(Rows from a segmentation dataset)
**********

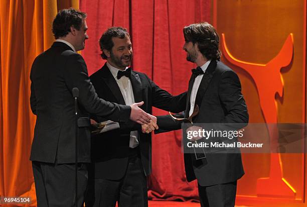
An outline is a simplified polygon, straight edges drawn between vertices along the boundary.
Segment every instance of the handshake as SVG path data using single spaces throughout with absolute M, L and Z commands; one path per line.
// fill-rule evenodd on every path
M 142 125 L 143 133 L 149 134 L 159 128 L 157 125 L 157 117 L 146 113 L 138 107 L 143 104 L 143 101 L 141 101 L 130 106 L 131 109 L 130 119 Z
M 150 121 L 148 124 L 142 125 L 142 132 L 149 134 L 155 130 L 159 129 L 159 127 L 157 124 L 157 117 L 149 114 L 147 114 L 150 117 Z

**********

Can you reproduce all of the data above, requests included, scaling each coordinate in the answers by 2.45 and rounding to whole numbers with halves rounded up? Leave the pictures out.

Correct answer:
An outline is a simplified polygon, straight edges drawn between vertices along the boundary.
Segment every instance of the handshake as SVG path data using single spaces throughout with absolute M, L and Z commands; one path per line.
// fill-rule evenodd on every path
M 348 306 L 350 326 L 365 328 L 390 314 L 385 306 L 385 287 L 358 277 L 338 262 L 350 255 L 350 247 L 345 247 L 319 260 L 321 267 L 319 292 Z
M 368 296 L 363 304 L 348 306 L 348 323 L 365 328 L 380 319 L 390 316 L 390 311 L 385 304 L 385 287 L 365 279 L 360 279 L 368 287 Z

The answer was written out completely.